Assignment: Please tally how many lines of the material below include the word "riding", giving only the number.
^^^^^^^^^^^^^^^^
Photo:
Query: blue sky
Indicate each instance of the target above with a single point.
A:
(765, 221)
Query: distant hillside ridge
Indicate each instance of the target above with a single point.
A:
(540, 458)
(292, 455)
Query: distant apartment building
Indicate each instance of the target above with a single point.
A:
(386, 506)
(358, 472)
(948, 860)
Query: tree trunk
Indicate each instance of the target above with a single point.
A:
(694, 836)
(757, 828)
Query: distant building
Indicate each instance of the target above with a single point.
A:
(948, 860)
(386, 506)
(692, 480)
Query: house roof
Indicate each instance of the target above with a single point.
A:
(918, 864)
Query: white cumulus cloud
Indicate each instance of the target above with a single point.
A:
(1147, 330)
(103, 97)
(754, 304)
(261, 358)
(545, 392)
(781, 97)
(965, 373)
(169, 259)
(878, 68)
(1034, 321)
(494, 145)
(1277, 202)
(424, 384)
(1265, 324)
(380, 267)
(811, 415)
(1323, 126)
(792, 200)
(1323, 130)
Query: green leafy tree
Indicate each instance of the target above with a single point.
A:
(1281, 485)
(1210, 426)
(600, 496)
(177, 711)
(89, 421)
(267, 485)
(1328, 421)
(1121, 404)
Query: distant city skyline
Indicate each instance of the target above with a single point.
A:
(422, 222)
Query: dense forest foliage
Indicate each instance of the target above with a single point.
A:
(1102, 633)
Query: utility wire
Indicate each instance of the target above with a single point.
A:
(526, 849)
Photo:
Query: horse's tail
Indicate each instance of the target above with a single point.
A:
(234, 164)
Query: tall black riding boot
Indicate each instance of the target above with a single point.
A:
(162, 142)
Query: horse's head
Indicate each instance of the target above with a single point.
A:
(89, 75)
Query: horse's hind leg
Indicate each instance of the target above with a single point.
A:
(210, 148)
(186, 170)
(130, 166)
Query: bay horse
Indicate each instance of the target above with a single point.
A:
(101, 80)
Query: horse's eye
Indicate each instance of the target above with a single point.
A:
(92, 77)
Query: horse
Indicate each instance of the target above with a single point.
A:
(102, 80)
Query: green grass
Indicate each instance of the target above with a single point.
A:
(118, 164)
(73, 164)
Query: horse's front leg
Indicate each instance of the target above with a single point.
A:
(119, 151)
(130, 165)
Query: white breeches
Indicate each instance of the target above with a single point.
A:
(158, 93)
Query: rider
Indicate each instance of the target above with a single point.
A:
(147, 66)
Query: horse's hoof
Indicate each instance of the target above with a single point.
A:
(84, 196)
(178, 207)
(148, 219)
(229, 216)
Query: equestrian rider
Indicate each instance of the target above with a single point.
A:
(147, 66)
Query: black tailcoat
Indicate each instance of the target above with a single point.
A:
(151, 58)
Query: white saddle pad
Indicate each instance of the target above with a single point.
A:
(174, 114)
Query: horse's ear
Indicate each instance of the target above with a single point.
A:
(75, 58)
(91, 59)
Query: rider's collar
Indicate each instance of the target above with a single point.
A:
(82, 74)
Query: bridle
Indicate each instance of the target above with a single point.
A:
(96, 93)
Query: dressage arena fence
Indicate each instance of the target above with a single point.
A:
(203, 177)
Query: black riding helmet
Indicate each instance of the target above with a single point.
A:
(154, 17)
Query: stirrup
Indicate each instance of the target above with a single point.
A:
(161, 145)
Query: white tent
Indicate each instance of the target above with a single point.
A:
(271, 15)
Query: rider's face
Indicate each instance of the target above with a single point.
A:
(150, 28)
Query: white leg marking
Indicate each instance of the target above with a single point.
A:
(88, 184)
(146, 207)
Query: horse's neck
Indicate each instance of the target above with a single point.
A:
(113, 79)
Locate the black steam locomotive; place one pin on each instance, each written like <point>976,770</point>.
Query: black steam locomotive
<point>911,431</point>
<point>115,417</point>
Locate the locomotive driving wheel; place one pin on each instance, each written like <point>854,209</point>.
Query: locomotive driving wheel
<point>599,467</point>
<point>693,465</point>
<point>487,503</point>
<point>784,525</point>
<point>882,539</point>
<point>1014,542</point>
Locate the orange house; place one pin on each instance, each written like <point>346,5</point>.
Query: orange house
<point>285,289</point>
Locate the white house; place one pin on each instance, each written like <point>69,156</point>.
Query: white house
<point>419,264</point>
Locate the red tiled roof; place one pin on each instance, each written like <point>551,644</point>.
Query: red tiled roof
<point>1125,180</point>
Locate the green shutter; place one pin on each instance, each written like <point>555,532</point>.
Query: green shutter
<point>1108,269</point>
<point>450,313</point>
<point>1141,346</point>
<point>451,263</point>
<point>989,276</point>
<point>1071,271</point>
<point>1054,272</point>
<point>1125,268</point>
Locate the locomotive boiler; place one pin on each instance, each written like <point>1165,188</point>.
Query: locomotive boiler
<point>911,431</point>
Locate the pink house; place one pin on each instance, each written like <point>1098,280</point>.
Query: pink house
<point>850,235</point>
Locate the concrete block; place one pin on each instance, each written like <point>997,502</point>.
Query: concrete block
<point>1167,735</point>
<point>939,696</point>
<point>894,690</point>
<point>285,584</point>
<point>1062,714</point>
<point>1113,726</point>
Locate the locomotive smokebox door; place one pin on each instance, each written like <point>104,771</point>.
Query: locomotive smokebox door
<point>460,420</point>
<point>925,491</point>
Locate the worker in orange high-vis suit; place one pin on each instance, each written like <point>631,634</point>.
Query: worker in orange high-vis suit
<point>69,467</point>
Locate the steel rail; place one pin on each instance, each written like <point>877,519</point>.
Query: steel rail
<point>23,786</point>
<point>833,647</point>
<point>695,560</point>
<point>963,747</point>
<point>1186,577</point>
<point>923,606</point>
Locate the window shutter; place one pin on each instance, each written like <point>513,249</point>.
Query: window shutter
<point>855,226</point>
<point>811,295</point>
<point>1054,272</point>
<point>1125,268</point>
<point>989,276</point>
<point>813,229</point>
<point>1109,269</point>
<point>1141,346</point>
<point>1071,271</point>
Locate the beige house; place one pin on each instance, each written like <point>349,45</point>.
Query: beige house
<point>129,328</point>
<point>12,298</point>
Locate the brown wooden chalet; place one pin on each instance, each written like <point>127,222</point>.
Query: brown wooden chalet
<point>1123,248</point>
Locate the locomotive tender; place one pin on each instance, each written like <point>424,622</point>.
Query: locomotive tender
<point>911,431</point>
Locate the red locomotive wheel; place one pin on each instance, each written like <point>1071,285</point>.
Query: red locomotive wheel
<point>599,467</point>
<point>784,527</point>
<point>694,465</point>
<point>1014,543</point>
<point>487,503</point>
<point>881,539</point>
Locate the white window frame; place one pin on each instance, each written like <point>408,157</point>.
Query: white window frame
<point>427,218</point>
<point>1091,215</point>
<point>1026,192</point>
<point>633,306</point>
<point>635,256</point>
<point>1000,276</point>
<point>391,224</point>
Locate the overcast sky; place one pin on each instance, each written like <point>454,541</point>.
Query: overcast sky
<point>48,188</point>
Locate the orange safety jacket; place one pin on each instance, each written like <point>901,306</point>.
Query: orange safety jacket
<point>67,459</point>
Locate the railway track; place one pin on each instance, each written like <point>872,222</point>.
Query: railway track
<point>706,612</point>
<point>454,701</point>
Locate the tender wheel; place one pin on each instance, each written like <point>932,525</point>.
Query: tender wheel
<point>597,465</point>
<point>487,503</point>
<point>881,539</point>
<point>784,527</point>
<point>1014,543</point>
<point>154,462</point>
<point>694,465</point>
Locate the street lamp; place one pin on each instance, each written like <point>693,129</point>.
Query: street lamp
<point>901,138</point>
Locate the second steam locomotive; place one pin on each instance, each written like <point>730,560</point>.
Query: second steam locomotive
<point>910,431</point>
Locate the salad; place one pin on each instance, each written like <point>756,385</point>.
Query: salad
^^^^^^^^^^^^^^^^
Written reply: 2